And we’re a creative agency, but we still talked a little bit about the production that goes into the end product, and that was what differentiated us from the others in that particular pitch. So since then, we’ve been actually able to monetize the fact that we have better standards or put a bigger emphasis on the production there. And so it actually helped us make that a bit more of a service offering than just a table stake  that we thought it was. 

Greg Alexander [00:14:41] That’s a great story. I appreciate you sharing that. That’s a real pragmatic implementation of that technique, and it’s working really well for you. So now inspire many others to do the same. Okay. 

4. Conferences

Greg Alexander [00:14:51] And the last idea I want to get your opinion on is, I guess before the pandemic, we would all go to some conferences. There’s lots of industry conferences, and I always found those very interesting to go to stimulate creativity or new things.

(Collected data)
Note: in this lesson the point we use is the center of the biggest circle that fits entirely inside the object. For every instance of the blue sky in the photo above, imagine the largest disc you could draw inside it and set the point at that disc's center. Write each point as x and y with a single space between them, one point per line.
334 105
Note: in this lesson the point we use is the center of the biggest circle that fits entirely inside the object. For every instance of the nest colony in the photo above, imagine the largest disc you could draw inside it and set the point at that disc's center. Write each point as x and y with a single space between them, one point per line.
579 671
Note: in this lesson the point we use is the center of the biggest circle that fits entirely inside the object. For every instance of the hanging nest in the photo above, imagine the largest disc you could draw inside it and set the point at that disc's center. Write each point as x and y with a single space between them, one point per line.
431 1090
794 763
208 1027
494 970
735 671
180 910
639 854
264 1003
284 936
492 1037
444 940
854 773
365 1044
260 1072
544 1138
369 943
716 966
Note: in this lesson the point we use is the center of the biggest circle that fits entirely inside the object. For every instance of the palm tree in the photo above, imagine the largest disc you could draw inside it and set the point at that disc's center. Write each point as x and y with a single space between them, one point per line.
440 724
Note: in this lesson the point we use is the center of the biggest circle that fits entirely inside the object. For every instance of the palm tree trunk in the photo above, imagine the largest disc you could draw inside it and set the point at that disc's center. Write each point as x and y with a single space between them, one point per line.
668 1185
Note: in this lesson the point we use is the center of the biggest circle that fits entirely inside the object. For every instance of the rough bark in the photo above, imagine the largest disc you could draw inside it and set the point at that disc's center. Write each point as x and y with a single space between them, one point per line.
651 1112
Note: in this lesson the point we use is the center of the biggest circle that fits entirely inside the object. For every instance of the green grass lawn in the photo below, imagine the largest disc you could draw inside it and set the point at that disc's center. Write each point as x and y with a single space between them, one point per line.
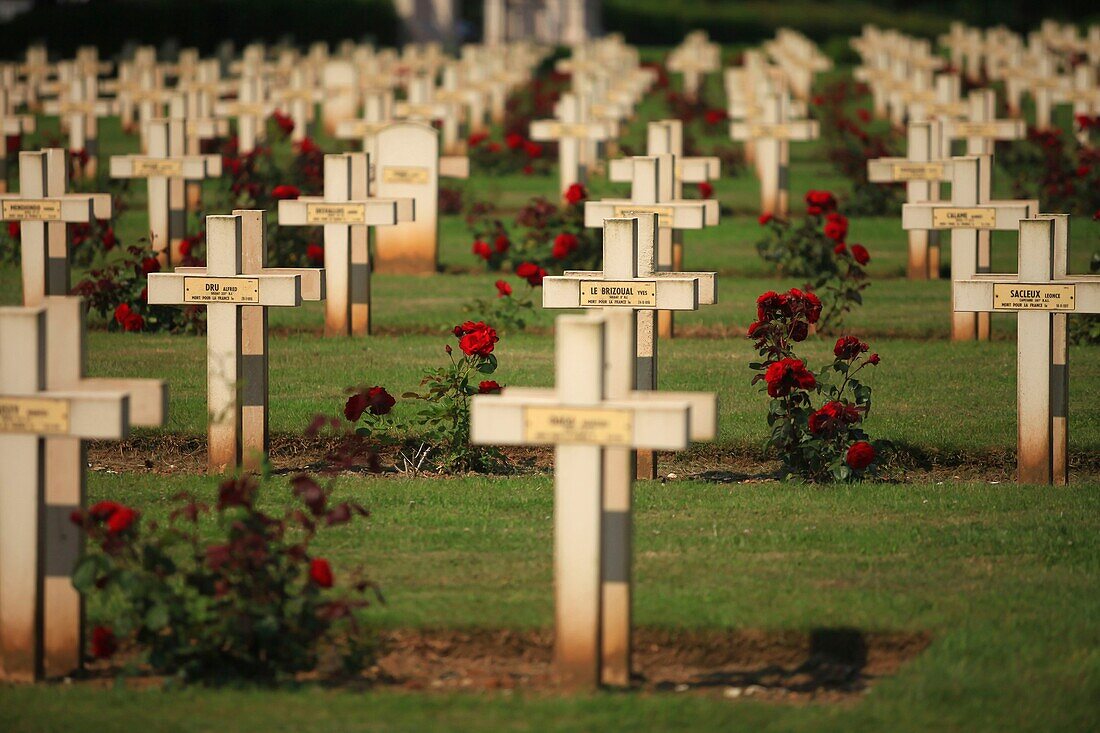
1002 577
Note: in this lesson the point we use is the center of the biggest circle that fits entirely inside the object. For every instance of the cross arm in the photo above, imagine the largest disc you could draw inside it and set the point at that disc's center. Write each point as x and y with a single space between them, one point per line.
275 291
312 279
312 212
900 170
675 215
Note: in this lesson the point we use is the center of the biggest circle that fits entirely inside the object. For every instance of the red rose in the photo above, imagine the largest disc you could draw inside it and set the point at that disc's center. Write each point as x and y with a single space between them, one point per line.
848 347
479 341
860 455
563 244
121 520
531 273
482 250
787 374
286 192
355 406
103 644
575 194
836 227
320 572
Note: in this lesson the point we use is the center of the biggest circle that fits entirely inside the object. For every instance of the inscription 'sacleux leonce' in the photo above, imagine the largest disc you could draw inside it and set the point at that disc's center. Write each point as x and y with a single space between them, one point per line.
405 174
1037 296
156 166
34 415
663 212
32 210
322 214
592 426
628 293
919 172
963 218
221 290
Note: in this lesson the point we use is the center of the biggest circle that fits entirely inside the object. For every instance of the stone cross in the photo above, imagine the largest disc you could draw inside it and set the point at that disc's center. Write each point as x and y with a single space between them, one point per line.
226 291
967 214
80 108
30 411
166 167
923 170
635 263
771 138
409 166
66 458
1042 295
570 131
43 208
11 126
594 419
251 110
347 211
254 392
651 193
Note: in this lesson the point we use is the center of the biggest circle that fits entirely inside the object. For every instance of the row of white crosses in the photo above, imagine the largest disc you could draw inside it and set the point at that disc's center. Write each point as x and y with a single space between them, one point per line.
595 418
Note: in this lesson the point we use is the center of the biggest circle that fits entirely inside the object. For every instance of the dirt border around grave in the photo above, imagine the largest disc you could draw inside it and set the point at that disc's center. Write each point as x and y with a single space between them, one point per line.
171 453
821 666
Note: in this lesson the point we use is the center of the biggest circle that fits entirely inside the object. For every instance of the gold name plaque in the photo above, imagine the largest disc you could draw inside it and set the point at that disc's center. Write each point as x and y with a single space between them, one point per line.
221 290
589 426
322 214
919 172
1023 296
34 415
32 210
630 294
956 218
405 175
156 167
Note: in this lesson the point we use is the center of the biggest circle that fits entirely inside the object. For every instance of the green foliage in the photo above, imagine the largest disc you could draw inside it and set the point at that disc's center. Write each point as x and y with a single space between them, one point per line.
229 593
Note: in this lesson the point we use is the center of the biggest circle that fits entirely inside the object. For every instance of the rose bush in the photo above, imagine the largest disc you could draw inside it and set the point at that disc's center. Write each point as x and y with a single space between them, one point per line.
230 591
823 442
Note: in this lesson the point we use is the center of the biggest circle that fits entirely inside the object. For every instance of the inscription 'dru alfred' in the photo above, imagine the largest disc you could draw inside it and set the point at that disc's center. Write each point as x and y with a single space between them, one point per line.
156 166
955 218
322 214
590 426
32 210
618 293
919 172
34 415
1024 296
405 175
221 290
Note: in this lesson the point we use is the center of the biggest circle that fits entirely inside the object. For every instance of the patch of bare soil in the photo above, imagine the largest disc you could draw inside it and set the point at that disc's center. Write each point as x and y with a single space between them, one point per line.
186 455
826 665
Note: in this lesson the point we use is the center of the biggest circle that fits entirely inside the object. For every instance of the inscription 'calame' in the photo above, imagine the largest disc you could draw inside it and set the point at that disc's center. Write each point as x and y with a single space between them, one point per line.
630 294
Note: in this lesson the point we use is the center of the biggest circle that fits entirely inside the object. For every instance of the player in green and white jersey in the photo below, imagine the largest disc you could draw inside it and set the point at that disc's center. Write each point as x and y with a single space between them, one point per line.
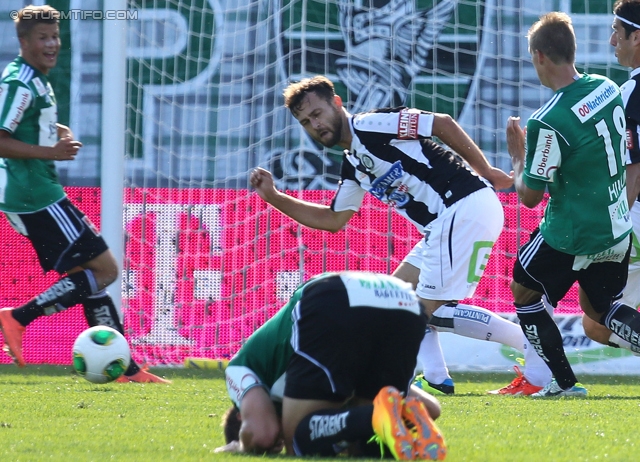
574 149
33 199
342 337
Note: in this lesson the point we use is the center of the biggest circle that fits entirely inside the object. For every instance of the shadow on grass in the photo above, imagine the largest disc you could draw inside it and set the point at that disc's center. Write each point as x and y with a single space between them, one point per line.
481 377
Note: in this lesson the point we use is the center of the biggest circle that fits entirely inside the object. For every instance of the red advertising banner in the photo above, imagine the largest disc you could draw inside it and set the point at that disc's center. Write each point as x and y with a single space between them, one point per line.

**What to work on**
• a. According to the agency discussion, what set the agency apart from the other agencies in that particular pitch?
• b. Go on with the agency discussion from the point where it stops.
The collected data is separate material and has no connection to the agency discussion.

**Answers by task**
• a. It talked about the production that goes into the end product.

• b.
We could bring up everything from just the agenda to see what the topics are, because normally whoever’s putting on the conference surveyed the audience to see what should be discussed. I also liked walking the trade show floor to see what all the other vendors are doing. Did you use conferences as a way to stimulate ideas for new services? 

Marc Cooper [00:15:25] Yeah, we still do to a certain extent in the virtual conferences. You know what we like to do. I mean, we attend all the marketing and advertising conferences that we should that are, you know, in the marketing and advertising field. But we also like to attend conferences that are in our clients’ industry. 

Yeah, a lot of them have an industry association that  put on an annual conference. So not only do we attend, but where we can, we try to present, we try to get a speaking role, whether it’s on the main stage or in a side room. And it gives us an opportunity to explain to our clients that not only do we care about their business, we care about their industry. And we want to learn as much as we can so that we can be a true extension of their team. And while we’re doing that, of course, we open ourselves up to a whole new audience because we come across as experts within that particular niche. 

Greg Alexander [00:16:23] It’s a great idea. I mean, it’s such a subtle thing, but if you’re going like in your case as a marketing agency, if you go into just the shows for agencies, it’s a little bit of, you know, everybody talking about the same thing, right? It’s a little of an echo chamber.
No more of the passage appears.